_Problem description_: Reproduce every line in the material below that holds "white".

····················

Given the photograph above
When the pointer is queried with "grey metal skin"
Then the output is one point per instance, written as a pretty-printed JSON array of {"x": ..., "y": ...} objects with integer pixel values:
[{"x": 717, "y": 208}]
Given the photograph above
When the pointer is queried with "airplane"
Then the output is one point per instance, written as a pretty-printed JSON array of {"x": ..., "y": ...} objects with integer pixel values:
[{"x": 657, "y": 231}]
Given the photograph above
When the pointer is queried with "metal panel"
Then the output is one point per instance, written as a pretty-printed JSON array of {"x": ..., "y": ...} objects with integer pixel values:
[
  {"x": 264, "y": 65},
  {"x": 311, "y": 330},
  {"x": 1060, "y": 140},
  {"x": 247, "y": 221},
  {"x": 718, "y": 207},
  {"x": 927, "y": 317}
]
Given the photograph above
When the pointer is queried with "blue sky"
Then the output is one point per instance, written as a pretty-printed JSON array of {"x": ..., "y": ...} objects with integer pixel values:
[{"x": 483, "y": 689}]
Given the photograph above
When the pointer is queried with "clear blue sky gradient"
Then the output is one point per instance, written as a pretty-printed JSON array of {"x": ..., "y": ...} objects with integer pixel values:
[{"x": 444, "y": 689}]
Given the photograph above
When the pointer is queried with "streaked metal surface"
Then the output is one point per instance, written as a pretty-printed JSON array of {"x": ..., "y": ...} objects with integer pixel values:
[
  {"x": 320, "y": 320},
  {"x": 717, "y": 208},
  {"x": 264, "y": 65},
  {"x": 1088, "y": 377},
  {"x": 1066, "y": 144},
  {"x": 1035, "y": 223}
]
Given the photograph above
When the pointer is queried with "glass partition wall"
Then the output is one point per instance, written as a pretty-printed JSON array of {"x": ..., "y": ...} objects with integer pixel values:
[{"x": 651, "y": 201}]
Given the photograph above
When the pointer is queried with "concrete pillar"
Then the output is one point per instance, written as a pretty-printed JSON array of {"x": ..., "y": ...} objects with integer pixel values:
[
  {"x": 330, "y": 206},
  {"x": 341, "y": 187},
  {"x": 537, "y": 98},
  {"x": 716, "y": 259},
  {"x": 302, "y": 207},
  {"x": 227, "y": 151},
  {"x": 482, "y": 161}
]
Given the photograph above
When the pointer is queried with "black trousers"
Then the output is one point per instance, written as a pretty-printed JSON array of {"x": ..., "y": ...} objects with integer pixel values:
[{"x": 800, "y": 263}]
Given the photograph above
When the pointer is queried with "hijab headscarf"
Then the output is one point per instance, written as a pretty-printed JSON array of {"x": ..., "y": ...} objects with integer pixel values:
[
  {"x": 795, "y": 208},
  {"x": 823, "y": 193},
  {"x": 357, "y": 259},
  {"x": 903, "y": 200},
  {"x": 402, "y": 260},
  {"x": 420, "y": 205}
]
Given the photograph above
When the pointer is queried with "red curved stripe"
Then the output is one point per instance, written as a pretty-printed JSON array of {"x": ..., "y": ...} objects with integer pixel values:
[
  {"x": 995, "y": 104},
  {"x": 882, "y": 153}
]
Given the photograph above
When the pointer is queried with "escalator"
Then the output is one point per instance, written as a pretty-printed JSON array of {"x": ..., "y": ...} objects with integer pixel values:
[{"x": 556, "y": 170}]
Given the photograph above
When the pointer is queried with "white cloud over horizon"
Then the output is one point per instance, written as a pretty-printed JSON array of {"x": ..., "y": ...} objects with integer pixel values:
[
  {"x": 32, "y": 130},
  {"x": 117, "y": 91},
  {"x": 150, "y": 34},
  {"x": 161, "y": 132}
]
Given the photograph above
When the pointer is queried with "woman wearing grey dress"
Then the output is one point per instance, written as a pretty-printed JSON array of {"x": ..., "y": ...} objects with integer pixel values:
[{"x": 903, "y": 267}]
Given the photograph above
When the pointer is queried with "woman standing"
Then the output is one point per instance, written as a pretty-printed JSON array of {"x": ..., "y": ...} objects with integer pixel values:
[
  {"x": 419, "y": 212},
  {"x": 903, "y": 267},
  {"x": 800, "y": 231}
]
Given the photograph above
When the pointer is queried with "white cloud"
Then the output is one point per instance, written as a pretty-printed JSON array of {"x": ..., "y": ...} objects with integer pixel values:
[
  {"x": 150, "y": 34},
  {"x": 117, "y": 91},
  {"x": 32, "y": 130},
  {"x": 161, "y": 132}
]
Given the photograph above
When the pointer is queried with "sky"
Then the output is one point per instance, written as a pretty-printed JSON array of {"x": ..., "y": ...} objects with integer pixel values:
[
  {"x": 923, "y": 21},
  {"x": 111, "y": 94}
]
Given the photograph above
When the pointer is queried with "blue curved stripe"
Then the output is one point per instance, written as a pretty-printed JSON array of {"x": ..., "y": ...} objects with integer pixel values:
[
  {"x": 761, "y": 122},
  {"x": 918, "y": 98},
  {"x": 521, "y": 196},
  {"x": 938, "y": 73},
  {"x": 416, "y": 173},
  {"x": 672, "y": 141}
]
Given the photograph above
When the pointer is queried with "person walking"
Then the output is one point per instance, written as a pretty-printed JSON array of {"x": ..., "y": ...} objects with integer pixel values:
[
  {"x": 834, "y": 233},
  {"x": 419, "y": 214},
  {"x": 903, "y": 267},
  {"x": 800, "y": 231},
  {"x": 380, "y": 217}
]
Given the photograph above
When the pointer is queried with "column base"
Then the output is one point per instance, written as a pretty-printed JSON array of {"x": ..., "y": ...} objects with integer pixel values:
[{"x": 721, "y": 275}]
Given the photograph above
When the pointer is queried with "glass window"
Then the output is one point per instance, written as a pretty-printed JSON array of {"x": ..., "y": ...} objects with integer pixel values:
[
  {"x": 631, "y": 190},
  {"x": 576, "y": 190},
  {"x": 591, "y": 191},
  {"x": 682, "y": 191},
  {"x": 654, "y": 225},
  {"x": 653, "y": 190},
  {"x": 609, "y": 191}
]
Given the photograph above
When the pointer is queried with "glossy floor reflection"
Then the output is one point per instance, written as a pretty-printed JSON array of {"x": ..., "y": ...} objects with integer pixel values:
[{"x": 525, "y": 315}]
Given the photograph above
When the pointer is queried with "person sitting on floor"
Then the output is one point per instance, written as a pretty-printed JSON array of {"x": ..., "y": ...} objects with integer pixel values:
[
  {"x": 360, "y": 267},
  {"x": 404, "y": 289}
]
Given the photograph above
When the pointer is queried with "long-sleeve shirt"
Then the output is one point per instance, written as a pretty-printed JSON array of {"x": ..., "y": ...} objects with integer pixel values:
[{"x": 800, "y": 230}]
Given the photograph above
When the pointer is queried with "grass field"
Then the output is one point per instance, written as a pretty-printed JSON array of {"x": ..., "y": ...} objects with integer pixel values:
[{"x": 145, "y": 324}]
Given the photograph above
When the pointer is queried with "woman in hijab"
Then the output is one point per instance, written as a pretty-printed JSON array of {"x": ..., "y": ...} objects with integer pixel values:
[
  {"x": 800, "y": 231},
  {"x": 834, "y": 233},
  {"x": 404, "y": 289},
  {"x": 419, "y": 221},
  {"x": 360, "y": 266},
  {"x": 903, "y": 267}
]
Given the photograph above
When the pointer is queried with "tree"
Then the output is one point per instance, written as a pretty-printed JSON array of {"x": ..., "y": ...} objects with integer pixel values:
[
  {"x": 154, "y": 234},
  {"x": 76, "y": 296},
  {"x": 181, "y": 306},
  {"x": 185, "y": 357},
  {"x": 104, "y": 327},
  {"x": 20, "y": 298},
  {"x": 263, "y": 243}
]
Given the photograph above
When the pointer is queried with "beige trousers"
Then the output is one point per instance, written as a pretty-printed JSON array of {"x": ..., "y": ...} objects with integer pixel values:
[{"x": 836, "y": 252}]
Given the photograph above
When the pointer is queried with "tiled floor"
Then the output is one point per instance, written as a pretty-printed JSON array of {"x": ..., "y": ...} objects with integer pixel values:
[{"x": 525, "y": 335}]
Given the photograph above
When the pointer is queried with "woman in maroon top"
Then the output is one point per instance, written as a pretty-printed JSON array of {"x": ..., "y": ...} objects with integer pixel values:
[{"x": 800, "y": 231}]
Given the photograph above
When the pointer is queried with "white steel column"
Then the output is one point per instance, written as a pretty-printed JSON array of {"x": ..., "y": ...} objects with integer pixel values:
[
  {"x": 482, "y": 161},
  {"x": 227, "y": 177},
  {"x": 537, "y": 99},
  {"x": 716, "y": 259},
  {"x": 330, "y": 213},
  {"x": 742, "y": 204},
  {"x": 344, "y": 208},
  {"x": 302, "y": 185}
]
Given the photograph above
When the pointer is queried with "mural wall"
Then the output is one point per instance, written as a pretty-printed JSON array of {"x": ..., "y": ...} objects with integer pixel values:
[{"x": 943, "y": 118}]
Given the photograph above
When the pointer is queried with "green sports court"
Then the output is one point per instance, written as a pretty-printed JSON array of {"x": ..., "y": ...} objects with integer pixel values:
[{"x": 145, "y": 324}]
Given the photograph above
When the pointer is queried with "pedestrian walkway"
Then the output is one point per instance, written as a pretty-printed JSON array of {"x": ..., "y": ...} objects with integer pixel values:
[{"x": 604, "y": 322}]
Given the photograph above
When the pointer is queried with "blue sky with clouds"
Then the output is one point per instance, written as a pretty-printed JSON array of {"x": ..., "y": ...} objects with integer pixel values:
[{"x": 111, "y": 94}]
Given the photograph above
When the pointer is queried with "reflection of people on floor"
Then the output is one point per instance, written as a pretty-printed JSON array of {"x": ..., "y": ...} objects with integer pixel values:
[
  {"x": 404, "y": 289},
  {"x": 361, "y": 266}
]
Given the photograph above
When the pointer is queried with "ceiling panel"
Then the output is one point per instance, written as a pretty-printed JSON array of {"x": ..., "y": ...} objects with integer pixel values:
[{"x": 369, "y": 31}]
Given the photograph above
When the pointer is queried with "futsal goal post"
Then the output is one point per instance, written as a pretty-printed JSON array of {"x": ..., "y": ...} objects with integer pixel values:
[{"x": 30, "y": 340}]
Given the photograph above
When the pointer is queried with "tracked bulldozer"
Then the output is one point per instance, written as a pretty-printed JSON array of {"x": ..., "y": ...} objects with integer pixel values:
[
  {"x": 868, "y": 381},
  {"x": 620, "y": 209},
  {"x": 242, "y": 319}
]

····················

_Response for this exercise_:
When the pointer is queried with "white cloud over horizon"
When the pointer is queried with "white cloud"
When the pointer is queried with "white steel column"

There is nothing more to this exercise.